Exact repetition is the task: copy every entry below.

▶ **Stored data**:
################

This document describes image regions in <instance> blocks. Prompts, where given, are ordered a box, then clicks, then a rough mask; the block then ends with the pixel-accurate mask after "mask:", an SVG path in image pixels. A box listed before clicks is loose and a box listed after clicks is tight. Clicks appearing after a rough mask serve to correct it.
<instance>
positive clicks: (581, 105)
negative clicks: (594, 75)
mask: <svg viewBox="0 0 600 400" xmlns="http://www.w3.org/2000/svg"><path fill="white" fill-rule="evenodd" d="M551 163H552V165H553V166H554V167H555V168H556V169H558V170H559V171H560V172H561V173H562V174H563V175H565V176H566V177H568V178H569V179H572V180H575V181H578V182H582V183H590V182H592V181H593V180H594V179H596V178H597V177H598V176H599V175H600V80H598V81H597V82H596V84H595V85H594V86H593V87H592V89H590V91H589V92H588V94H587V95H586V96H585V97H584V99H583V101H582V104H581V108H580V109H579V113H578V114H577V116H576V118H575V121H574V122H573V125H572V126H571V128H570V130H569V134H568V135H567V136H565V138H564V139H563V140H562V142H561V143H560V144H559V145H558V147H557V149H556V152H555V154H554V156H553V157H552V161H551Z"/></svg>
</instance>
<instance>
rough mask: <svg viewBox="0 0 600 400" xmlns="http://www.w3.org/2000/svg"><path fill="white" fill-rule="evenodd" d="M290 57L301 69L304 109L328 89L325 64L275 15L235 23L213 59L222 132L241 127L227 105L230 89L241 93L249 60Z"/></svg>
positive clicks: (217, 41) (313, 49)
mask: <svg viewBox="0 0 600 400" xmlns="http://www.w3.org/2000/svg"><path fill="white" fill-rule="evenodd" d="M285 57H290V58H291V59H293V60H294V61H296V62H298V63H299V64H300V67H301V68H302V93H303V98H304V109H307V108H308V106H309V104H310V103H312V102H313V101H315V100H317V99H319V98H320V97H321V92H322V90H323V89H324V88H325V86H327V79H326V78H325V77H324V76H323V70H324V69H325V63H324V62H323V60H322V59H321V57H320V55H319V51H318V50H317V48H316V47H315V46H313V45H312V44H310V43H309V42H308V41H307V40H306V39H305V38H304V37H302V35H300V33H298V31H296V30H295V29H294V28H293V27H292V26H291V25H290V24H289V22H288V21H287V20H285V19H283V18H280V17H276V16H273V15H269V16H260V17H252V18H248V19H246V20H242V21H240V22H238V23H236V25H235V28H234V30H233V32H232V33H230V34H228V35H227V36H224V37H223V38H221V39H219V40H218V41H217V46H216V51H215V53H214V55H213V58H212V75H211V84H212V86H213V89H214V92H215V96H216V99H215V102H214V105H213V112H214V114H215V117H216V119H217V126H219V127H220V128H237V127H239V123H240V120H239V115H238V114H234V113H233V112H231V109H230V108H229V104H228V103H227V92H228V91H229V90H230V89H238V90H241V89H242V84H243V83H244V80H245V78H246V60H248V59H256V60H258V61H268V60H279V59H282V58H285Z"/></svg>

################

▶ **Written response**:
This document describes image regions in <instance> blocks. Prompts, where given, are ordered a box, then clicks, then a rough mask; the block then ends with the pixel-accurate mask after "mask:", an SVG path in image pixels. A box listed before clicks is loose and a box listed after clicks is tight. Clicks appearing after a rough mask serve to correct it.
<instance>
positive clicks: (581, 105)
negative clicks: (594, 75)
mask: <svg viewBox="0 0 600 400" xmlns="http://www.w3.org/2000/svg"><path fill="white" fill-rule="evenodd" d="M551 163H552V165H553V166H554V167H555V168H556V169H558V170H559V171H560V172H561V173H562V174H563V175H565V176H566V177H568V178H569V179H572V180H575V181H578V182H582V183H590V182H592V181H593V180H594V179H596V178H597V177H598V176H599V175H600V80H598V81H597V82H596V84H595V85H594V86H593V87H592V89H590V91H589V92H588V94H587V95H586V96H585V97H584V99H583V101H582V104H581V108H580V109H579V113H578V114H577V116H576V118H575V121H574V122H573V125H572V126H571V128H570V130H569V134H568V135H567V136H565V138H564V139H563V140H562V142H561V143H560V144H559V145H558V147H557V149H556V152H555V154H554V156H553V157H552V161H551Z"/></svg>
</instance>
<instance>
rough mask: <svg viewBox="0 0 600 400" xmlns="http://www.w3.org/2000/svg"><path fill="white" fill-rule="evenodd" d="M290 57L301 69L304 109L328 89L325 64L275 15L235 23L213 59L222 132L241 127L227 105L230 89L241 93L249 60Z"/></svg>
positive clicks: (217, 41) (313, 49)
mask: <svg viewBox="0 0 600 400" xmlns="http://www.w3.org/2000/svg"><path fill="white" fill-rule="evenodd" d="M285 57H290V58H291V59H293V60H294V61H296V62H298V63H299V64H300V67H301V68H302V93H303V98H304V109H307V108H308V106H309V104H310V103H312V102H313V101H315V100H317V99H319V98H320V97H321V92H322V90H323V89H324V88H325V86H327V79H326V78H325V77H324V76H323V70H324V69H325V63H324V62H323V60H322V59H321V57H320V55H319V51H318V50H317V48H316V47H315V46H313V45H312V44H310V43H309V42H308V41H307V40H306V39H305V38H304V37H302V35H300V33H298V31H296V30H295V29H294V28H293V27H292V26H291V25H290V24H289V22H288V21H287V20H285V19H283V18H280V17H276V16H273V15H269V16H260V17H252V18H248V19H246V20H242V21H240V22H238V23H236V25H235V28H234V30H233V32H232V33H230V34H228V35H227V36H224V37H223V38H221V39H219V40H218V41H217V46H216V51H215V53H214V55H213V58H212V75H211V84H212V86H213V89H214V92H215V96H216V99H215V102H214V105H213V112H214V114H215V117H216V119H217V126H219V127H220V128H237V127H239V123H240V120H239V115H238V114H234V113H233V112H231V109H230V108H229V104H228V103H227V92H228V91H229V90H230V89H238V90H241V89H242V84H243V83H244V80H245V78H246V60H248V59H256V60H258V61H268V60H279V59H282V58H285Z"/></svg>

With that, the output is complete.